The filing error, in fact, was that of the IRS, according to the agency's letter.

The Credit Union National Association (CUNA) and the Unrelated Business Income Tax (UBIT) Steering Committee (CUNA, American Association of State Credit Union Leagues, CUNA Mutual Group, National Association of State Credit Union Supervisors) worked with the affected credit unions to get a clarification from the IRS when the original notices went out in August.

Those notices told each credit union that because its central organization failed to meet its annual filing requirements for three consecutive years, the credit union's tax-exempt status was automatically revoked.

The notice, the IRS said in its correction,  also contained the following erroneous statement:

"Your organization is a subordinate in this revoked group ruling, so your organization ceased to be tax exempt on the date of your central organization's automatic revocation, even though your organization may have met its annual filing requirements."

The clarification stated:

'Revenue Ruling 60-364,1960-2 C.B. 382, held that a state agency may file a group information return on behalf of all the exempt state-chartered credit unions under its control and supervision, in lieu of each individual state-chartered credit union filing a separate information return. You received the letter containing the erroneous information because of the way state credit unions that filed group returns were maintained on our systems.

= PROBLEMS TO WORK ON =
(1) Echo the stretch of the IRS notice passage from "The notice, the" through "on our systems.".
(2) In the IRS notice passage, what month did the original notices go out?
(3) Carry the IRS notice passage forward, picking up after its final sentence.

Dataset items
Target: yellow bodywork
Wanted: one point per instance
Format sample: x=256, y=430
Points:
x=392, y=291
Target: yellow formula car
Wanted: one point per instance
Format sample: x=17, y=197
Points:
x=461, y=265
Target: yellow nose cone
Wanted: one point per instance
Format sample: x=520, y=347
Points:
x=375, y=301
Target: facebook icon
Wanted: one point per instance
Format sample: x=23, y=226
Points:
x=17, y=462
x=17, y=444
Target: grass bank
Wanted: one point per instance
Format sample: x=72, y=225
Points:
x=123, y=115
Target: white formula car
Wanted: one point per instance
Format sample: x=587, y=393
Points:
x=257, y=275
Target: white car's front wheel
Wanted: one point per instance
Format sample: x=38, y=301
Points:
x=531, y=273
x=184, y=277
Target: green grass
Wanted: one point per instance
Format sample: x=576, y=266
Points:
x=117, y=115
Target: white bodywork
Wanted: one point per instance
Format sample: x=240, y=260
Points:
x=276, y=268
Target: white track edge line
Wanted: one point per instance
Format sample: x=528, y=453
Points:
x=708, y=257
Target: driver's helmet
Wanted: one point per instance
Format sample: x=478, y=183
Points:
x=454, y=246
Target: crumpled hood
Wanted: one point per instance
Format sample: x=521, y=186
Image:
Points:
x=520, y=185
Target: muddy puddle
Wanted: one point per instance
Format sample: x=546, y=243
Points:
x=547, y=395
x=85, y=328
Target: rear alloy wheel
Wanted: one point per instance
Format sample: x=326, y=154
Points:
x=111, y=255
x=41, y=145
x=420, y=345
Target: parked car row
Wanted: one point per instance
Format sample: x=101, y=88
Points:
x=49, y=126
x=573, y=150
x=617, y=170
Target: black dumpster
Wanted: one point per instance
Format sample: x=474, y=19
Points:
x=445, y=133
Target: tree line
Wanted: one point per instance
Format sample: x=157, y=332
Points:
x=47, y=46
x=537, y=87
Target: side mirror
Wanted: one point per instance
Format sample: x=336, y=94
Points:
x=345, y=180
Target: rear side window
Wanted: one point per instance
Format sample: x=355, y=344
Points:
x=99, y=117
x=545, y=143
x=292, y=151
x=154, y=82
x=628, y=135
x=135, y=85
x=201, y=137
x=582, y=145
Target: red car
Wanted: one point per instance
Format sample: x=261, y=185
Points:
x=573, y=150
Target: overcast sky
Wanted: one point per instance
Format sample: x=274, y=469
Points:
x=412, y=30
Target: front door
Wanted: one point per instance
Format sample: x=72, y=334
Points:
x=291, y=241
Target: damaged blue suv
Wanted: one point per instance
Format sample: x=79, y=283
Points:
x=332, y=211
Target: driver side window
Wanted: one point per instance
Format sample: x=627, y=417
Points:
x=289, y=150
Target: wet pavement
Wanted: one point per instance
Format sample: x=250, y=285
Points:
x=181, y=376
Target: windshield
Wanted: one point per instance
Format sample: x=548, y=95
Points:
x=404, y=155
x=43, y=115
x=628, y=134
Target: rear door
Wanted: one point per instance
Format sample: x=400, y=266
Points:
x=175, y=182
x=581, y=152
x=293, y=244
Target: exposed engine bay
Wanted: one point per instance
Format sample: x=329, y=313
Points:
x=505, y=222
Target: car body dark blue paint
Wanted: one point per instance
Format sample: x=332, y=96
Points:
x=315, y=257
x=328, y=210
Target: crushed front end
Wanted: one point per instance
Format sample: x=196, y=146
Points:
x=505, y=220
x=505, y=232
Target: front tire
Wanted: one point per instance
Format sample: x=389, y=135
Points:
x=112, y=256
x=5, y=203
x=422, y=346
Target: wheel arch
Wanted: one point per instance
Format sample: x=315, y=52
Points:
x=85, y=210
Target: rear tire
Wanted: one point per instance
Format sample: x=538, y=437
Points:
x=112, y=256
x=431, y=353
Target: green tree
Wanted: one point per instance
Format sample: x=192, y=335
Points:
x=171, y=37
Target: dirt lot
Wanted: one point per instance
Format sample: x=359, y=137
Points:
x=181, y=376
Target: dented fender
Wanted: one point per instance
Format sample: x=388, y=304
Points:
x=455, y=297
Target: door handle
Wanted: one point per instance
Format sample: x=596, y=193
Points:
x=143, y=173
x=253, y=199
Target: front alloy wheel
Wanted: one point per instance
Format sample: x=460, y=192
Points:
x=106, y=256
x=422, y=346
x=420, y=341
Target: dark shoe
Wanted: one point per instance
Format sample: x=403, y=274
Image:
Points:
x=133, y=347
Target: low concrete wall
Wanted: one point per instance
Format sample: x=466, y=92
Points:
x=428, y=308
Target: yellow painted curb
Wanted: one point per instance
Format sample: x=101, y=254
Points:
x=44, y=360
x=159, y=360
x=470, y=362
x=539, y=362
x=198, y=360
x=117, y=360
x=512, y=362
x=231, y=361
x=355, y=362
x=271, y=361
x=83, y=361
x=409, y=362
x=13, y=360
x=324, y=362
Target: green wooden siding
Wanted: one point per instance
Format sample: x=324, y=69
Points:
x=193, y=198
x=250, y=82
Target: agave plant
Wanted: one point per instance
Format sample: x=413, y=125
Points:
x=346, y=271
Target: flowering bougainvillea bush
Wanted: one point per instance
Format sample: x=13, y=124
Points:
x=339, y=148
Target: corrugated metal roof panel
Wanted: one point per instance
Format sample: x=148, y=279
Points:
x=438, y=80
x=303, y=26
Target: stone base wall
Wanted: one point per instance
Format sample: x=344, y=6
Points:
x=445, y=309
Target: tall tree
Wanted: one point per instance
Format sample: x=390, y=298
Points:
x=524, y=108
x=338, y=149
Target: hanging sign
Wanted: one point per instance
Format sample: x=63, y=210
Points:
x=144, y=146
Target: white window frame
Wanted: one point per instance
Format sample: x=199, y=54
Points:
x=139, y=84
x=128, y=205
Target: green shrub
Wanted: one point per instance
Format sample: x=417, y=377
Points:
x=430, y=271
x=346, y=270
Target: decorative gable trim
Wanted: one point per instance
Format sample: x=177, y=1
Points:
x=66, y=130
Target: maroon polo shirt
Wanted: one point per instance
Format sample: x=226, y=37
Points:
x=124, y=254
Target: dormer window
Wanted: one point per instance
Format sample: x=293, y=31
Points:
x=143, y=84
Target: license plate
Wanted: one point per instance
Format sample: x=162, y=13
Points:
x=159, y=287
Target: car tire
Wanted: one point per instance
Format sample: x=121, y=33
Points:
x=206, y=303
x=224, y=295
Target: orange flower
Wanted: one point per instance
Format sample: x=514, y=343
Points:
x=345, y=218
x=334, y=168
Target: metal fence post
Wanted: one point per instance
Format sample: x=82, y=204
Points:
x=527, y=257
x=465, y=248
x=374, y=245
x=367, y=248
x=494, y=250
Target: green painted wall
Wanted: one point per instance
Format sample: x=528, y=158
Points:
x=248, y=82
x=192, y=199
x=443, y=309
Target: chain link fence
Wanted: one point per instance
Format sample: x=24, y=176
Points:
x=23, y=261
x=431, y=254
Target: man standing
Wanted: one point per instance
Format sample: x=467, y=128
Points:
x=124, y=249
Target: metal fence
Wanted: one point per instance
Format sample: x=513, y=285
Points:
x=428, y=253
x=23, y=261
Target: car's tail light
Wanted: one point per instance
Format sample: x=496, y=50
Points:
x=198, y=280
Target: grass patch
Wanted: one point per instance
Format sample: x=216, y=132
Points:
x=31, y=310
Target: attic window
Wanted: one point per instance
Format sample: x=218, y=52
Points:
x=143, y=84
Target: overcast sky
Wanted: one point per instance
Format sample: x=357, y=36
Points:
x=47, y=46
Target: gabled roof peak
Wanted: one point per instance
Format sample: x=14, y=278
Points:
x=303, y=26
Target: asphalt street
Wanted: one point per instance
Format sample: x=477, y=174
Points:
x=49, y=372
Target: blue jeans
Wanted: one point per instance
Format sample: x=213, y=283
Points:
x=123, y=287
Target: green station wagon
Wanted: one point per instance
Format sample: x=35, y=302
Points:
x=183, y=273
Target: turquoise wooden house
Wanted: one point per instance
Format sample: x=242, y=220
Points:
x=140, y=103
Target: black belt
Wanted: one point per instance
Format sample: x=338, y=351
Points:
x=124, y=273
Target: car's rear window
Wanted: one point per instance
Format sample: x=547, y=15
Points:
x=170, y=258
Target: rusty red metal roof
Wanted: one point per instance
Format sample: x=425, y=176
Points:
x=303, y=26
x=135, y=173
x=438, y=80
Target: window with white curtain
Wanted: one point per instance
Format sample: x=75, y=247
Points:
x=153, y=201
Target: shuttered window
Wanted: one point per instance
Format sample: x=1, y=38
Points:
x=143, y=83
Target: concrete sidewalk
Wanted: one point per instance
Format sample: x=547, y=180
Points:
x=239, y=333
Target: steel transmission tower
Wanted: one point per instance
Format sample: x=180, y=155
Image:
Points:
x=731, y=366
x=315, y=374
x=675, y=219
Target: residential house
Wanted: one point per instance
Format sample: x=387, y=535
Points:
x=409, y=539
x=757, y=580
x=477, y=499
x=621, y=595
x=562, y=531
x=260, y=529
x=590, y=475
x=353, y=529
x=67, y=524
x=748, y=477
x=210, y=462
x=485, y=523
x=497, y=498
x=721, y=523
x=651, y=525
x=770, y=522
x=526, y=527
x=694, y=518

= FINAL RESULTS =
(1)
The notice, the IRS said in its correction,  also contained the following erroneous statement:

"Your organization is a subordinate in this revoked group ruling, so your organization ceased to be tax exempt on the date of your central organization's automatic revocation, even though your organization may have met its annual filing requirements."

The clarification stated:

'Revenue Ruling 60-364,1960-2 C.B. 382, held that a state agency may file a group information return on behalf of all the exempt state-chartered credit unions under its control and supervision, in lieu of each individual state-chartered credit union filing a separate information return. You received the letter containing the erroneous information because of the way state credit unions that filed group returns were maintained on our systems.

(2) August

(3)
If you continue to meet your annual filing requirements, you may hold yourself out as tax exempt as long as you meet all other applicable requirements for tax exemption under the Internal Revenue Code."

The IRS apologized for any confusion the original  Letter 4777 may have caused and noted that if a credit union wants a determination letter recognizing its tax-exempt status, you must apply using Form 1024, Application for Recognition of Exemption Under Section 501(a) or for Determination Under Section 120, and pay the applicable user fee.

The letter included a toll free phone number, 1-877-829-5500, for any further questions.